Quoted text =
==========

2008-04-09

CJ welcomes proposal to set up judicial commission to appoint judges

PUTRAJAYA, WED:


Chief Justice Datuk Abdul Hamid Mohamad said today he welcomed the proposal to set up a commission to appoint judges and other senior judicial officers if it would help regain the confidence of the public in the Judiciary, and the Executive in relation to the Judiciary.



“I have been asked many times for my view on the suggestion. Let me say it here. I take the stand that it is a policy decision for the Executive to make.



“If the Executive, in its wisdom, believes that it will help in identifying the right candidate, if it will help to redeem the negative perception of the Judiciary, if it will help to redeem the negative perception towards the Executive in the appointment of judges, if it will help to regain the confidence of the public in the Judiciary and the Executive in relation to the Judiciary, why not?” he said when opening the three-day Judges Conference 2008, here.



Abdul Hamid said the Executive and the Judiciary must ensure that the right people were appointed to the commission or committee that would be given the task to appoint the judges and other senior judicial officers of the Judiciary.



“They themselves must be people of integrity, knowledgeable, incorruptible, fair and without any vested interest. They should not have an agenda of their own. Neither should they be the conduit for lobbying for the judgeship,” he said.


On the 1988 judicial crisis, Abdul Hamid, who had refrained from responding to the proposal by Minister in the Prime Minister’s Department Datuk Zaid Ibrahim that the Government should issue an apology to former Lord President Tun Salleh Abas and two other former Federal Court judges who were sacked, finally made known his stand today.



He said it was a policy decision for the Executive to make and that if the Executive, in its wisdom, believed that it was a proper thing to do, he would welcome the move.



“After all, in that episode, the Judiciary was on the receiving end,” he said.



Salleh, who had ascended to the position of Lord President in 1984 and had presided over several high profile cases, was dismissed for alleged misconduct following a tribunal hearing in August 1988. Two Supreme Court judges who had earlier granted him an injunction order against the tribunal were also dismissed.

==========

(Named region outline records)
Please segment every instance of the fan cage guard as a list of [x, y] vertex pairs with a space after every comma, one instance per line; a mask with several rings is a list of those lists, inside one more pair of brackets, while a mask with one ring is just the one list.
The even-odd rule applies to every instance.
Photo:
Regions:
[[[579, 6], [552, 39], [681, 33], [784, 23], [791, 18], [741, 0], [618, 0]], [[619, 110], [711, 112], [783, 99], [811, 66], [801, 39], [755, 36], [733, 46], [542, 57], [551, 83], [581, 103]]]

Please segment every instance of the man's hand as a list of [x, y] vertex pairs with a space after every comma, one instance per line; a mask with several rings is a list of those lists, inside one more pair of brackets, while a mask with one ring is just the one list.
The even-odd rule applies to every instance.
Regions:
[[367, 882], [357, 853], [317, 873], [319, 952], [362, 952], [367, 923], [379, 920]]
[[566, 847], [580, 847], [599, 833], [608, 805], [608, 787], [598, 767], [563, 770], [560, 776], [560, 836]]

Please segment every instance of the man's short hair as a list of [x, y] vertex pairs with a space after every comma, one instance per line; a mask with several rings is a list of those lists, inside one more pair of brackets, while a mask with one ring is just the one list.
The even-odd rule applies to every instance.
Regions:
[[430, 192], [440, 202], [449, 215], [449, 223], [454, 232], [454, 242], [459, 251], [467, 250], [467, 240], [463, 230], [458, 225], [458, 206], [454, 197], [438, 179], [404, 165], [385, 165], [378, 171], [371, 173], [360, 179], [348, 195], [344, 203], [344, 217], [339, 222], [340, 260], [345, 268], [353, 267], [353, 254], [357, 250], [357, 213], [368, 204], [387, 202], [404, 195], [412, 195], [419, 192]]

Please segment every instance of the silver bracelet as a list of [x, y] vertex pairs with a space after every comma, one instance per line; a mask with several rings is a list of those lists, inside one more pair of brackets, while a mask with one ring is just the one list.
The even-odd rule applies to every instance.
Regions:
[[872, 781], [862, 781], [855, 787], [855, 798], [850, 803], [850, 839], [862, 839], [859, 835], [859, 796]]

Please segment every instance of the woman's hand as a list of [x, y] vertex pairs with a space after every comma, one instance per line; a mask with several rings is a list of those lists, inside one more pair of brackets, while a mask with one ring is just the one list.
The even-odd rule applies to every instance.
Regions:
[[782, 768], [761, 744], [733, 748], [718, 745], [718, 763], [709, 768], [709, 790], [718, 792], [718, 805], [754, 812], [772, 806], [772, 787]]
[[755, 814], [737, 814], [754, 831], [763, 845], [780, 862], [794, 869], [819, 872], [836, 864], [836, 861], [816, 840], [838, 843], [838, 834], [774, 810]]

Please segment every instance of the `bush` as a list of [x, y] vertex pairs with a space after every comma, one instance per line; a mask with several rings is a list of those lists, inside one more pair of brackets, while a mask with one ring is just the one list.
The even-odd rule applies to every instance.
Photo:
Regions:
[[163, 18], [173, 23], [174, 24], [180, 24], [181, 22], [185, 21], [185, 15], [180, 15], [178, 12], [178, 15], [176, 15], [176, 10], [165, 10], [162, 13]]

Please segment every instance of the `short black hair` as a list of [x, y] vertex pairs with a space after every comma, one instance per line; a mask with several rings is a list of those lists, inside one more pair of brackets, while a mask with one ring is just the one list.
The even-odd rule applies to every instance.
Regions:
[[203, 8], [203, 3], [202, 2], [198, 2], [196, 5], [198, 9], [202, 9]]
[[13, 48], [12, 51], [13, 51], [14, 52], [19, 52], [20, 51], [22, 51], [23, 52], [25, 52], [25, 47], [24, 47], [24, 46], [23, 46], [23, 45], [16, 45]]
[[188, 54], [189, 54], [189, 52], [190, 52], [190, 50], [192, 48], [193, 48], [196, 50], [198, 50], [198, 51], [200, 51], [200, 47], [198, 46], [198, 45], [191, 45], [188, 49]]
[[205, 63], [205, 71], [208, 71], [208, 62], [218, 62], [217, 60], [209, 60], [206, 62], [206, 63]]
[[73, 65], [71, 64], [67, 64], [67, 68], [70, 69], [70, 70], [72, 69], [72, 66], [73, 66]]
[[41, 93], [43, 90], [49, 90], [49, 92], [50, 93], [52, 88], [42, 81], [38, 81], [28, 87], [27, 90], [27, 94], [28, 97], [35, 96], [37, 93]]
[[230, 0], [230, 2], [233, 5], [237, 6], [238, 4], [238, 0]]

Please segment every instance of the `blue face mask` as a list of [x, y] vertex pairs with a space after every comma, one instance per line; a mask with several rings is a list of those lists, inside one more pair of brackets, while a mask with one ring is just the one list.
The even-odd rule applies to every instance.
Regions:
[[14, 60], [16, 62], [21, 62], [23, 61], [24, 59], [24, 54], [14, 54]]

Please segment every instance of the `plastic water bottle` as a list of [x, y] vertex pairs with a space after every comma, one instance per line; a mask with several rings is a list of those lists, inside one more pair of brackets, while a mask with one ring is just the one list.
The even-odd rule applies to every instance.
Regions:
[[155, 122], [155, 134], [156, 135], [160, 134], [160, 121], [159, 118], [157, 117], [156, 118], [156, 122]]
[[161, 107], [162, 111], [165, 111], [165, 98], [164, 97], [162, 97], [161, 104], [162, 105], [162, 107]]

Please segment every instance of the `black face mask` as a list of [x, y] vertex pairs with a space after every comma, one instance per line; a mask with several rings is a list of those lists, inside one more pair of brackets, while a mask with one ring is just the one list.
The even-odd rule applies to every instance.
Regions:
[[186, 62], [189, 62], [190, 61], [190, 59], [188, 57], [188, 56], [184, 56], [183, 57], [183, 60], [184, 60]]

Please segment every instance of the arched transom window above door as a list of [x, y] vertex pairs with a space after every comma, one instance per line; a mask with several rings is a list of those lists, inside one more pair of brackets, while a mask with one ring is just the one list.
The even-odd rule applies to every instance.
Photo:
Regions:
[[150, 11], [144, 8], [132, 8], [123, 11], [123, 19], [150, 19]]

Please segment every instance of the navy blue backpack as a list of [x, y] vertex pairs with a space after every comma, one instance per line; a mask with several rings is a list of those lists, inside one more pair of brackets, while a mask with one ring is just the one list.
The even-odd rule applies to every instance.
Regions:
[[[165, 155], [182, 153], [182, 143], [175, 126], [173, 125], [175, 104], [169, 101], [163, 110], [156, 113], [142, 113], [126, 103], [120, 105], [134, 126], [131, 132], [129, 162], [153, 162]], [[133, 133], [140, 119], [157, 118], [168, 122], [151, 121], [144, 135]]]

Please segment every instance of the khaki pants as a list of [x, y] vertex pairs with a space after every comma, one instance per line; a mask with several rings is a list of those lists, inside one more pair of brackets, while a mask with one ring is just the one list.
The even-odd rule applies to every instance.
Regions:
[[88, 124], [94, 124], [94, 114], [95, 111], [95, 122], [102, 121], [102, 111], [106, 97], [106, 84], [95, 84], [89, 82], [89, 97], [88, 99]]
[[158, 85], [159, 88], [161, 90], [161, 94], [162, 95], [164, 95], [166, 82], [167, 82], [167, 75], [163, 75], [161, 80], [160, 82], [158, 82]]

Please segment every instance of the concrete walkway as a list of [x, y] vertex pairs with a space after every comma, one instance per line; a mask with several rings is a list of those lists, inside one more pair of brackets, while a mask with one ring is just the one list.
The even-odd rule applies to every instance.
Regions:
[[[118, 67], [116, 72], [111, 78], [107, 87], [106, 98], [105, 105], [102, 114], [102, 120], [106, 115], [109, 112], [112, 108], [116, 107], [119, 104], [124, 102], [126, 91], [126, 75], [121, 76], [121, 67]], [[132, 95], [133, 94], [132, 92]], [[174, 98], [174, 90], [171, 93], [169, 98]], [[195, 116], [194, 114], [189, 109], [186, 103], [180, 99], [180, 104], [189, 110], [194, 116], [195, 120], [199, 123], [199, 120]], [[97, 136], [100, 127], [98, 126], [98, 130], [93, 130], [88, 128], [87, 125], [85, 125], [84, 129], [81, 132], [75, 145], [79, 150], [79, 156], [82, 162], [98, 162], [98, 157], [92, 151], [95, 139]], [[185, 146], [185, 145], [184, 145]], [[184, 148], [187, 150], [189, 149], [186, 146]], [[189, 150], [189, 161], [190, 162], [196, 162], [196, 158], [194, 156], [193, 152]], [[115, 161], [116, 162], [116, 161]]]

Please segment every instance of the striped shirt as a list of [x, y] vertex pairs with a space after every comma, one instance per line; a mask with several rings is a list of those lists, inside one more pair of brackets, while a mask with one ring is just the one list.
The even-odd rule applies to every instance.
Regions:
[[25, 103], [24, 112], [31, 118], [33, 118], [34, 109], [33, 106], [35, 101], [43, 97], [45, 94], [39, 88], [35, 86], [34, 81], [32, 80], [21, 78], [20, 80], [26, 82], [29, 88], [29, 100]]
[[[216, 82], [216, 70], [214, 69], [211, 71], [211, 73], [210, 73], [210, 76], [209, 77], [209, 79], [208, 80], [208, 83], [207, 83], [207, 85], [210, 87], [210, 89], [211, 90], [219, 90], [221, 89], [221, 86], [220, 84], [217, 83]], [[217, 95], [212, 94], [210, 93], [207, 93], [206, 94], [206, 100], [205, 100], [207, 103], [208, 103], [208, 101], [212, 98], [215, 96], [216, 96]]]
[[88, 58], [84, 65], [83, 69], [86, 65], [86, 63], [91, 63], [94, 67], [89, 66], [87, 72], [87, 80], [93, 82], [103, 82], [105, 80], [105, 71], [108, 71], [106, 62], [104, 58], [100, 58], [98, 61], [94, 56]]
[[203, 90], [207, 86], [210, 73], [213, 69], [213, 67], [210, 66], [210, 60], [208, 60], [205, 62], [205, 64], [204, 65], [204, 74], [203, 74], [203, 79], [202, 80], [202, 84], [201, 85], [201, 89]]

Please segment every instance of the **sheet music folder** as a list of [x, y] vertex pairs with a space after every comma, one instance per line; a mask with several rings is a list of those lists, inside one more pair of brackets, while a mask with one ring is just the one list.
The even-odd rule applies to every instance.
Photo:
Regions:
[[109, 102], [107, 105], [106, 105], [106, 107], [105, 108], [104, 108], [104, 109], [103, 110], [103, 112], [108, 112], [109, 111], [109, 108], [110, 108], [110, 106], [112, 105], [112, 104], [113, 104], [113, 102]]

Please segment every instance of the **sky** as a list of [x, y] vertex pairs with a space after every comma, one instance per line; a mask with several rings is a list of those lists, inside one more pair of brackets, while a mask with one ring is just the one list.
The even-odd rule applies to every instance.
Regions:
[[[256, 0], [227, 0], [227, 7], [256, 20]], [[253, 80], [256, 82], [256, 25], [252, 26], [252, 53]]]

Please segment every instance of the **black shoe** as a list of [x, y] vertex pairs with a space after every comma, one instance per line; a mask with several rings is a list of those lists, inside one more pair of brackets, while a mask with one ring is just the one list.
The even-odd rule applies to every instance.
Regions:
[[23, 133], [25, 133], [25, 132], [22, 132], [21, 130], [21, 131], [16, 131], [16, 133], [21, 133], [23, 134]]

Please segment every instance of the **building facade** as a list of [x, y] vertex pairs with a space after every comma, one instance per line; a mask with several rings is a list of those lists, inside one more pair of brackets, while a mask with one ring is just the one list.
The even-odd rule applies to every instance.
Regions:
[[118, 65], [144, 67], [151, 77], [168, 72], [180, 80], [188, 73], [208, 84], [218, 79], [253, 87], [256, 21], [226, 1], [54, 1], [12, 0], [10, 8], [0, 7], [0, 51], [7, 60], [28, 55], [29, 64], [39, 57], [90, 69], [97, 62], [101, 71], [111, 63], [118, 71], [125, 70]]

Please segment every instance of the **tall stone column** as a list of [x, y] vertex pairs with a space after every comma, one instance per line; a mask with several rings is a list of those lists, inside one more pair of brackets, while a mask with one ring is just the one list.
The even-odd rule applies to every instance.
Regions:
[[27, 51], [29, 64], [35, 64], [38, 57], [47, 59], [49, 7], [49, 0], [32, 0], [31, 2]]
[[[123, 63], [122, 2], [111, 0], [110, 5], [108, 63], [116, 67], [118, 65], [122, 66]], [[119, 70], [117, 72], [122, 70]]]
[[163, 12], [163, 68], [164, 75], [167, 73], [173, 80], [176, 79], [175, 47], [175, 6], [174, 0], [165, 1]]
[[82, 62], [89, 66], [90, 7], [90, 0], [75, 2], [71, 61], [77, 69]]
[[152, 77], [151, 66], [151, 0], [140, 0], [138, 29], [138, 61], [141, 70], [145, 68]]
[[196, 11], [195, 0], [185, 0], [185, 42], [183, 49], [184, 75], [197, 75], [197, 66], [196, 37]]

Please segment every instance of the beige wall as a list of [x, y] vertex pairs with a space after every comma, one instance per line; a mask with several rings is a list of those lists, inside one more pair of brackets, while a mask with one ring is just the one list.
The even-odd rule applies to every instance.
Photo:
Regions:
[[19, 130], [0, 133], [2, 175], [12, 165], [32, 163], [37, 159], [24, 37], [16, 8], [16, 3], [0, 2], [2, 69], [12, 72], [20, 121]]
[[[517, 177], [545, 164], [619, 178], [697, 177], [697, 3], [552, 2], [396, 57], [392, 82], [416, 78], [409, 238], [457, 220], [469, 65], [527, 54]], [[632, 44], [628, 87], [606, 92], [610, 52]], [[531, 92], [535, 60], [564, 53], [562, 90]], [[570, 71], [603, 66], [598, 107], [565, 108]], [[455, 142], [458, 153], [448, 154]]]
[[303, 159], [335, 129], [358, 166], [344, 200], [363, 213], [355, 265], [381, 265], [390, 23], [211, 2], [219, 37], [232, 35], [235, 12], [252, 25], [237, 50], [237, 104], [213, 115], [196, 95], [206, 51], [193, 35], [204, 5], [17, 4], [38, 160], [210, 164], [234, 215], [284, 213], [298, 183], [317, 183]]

==========

Tasks to perform =
1. Reproduce the article word for word, from "Abdul Hamid said" to "his stand today.".
2. In the records, write out the lines from the line with "Please segment every instance of the woman's" to the line with "10], [162, 13]]", both included, and nothing else.

Exercise answers =
1.
Abdul Hamid said the Executive and the Judiciary must ensure that the right people were appointed to the commission or committee that would be given the task to appoint the judges and other senior judicial officers of the Judiciary.



“They themselves must be people of integrity, knowledgeable, incorruptible, fair and without any vested interest. They should not have an agenda of their own. Neither should they be the conduit for lobbying for the judgeship,” he said.


On the 1988 judicial crisis, Abdul Hamid, who had refrained from responding to the proposal by Minister in the Prime Minister’s Department Datuk Zaid Ibrahim that the Government should issue an apology to former Lord President Tun Salleh Abas and two other former Federal Court judges who were sacked, finally made known his stand today.

2.
Please segment every instance of the woman's hand as a list of [x, y] vertex pairs with a space after every comma, one instance per line; a mask with several rings is a list of those lists, inside one more pair of brackets, while a mask with one ring is just the one list.
The even-odd rule applies to every instance.
Regions:
[[782, 768], [761, 744], [733, 748], [718, 745], [718, 763], [709, 768], [709, 790], [718, 792], [718, 805], [754, 812], [772, 806], [772, 787]]
[[755, 814], [737, 814], [754, 831], [763, 845], [780, 862], [794, 869], [819, 872], [836, 864], [836, 861], [816, 840], [838, 843], [838, 834], [774, 810]]

Please segment every instance of the `bush` as a list of [x, y] vertex pairs with a space after every comma, one instance per line; a mask with several rings is a list of those lists, inside one more pair of brackets, while a mask with one ring is just the one list.
The even-odd rule applies to every instance.
Photo:
Regions:
[[163, 18], [173, 23], [174, 24], [180, 24], [181, 22], [185, 21], [185, 15], [180, 15], [178, 12], [178, 15], [176, 15], [176, 10], [165, 10], [162, 13]]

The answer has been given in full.